Task instructions => Determine how many of the lines below contain the word "white", matching case exactly. Give only the number.

Data provided =>
★ ★ ★ ★ ★

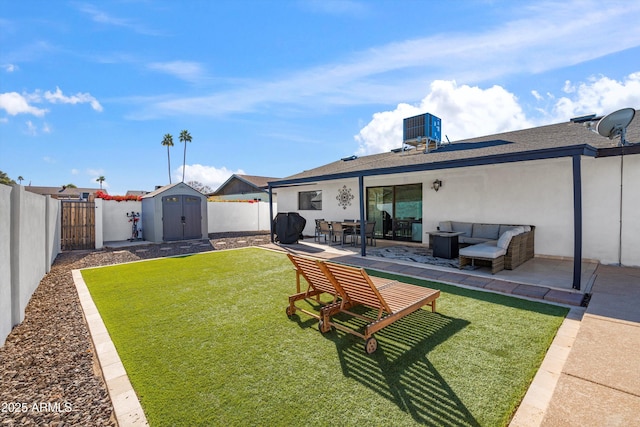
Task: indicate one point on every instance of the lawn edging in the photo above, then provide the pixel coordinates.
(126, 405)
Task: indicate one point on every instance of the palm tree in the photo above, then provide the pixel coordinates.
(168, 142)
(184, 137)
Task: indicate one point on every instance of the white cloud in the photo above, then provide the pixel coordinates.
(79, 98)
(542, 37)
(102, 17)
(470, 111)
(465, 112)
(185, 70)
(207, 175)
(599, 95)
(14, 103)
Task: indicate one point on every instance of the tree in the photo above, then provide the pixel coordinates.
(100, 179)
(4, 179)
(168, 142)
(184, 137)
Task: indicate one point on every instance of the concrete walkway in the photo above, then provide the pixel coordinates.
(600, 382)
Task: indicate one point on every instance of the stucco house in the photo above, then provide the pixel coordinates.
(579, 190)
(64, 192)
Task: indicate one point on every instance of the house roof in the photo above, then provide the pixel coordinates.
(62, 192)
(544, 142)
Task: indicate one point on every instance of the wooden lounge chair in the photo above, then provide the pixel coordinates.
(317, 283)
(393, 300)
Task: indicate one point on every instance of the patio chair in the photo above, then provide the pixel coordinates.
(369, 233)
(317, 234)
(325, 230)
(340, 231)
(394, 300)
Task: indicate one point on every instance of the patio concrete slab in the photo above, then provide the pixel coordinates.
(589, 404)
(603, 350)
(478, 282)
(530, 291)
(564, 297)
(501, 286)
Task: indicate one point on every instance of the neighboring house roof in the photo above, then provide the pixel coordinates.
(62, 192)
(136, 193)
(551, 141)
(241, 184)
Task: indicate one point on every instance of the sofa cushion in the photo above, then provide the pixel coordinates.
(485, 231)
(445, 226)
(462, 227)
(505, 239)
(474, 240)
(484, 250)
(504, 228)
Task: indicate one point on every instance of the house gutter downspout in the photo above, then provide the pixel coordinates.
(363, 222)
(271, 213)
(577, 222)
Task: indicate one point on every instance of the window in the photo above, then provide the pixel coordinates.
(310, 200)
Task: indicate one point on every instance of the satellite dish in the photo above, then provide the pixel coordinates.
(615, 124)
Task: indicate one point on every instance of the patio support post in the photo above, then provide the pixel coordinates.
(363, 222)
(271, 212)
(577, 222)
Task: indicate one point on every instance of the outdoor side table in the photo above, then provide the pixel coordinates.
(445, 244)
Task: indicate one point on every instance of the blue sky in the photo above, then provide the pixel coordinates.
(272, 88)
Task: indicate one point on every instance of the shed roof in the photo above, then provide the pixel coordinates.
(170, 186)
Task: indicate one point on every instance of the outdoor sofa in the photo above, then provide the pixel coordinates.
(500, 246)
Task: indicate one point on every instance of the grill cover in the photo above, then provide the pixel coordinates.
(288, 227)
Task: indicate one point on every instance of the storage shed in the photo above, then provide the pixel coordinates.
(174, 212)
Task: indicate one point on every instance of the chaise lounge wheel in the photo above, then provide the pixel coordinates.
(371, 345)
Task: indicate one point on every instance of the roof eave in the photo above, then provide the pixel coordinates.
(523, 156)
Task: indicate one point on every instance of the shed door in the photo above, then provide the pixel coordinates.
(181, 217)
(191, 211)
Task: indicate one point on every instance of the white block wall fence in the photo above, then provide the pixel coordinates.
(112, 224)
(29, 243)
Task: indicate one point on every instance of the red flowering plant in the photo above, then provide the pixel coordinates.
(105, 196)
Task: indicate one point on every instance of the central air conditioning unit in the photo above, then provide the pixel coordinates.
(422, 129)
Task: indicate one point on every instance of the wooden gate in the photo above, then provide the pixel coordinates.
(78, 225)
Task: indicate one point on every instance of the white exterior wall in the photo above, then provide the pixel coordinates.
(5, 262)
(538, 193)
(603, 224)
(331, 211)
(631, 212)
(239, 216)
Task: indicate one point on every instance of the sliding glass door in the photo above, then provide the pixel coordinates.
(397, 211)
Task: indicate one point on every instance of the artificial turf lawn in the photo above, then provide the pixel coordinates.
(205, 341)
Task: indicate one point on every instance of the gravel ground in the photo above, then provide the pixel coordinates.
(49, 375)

★ ★ ★ ★ ★

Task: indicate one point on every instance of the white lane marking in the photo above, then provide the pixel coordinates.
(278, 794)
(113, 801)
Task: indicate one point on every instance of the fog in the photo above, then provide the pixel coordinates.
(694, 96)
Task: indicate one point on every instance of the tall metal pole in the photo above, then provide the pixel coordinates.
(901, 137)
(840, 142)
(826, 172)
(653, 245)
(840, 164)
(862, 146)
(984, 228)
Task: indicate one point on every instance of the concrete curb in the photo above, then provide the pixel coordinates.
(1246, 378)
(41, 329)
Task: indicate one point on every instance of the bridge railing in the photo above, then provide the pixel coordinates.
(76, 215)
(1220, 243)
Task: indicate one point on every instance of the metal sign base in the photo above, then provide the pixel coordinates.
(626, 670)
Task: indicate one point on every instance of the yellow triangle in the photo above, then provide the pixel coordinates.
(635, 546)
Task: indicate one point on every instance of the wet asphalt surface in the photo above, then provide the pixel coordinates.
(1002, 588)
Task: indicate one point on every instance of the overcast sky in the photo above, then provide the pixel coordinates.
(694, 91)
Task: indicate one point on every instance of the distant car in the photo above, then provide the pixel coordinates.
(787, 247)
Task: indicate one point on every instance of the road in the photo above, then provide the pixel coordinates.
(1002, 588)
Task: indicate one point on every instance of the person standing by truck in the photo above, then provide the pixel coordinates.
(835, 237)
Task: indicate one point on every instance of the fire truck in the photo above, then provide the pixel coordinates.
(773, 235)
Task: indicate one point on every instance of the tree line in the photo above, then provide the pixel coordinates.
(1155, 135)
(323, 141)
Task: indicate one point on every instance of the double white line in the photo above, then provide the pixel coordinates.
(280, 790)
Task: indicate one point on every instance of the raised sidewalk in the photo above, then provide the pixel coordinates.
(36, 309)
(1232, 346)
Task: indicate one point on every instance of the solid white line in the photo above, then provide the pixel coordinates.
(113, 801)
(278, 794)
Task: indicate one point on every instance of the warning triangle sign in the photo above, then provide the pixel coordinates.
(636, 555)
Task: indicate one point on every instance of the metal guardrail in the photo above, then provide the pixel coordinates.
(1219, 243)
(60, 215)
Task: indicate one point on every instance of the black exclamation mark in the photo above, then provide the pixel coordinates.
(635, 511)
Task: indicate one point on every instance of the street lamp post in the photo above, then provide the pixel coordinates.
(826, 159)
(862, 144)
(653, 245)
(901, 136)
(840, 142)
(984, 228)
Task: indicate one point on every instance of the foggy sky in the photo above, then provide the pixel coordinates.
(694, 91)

★ ★ ★ ★ ★

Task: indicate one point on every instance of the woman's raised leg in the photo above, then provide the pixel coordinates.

★ ★ ★ ★ ★

Response to the exercise => 6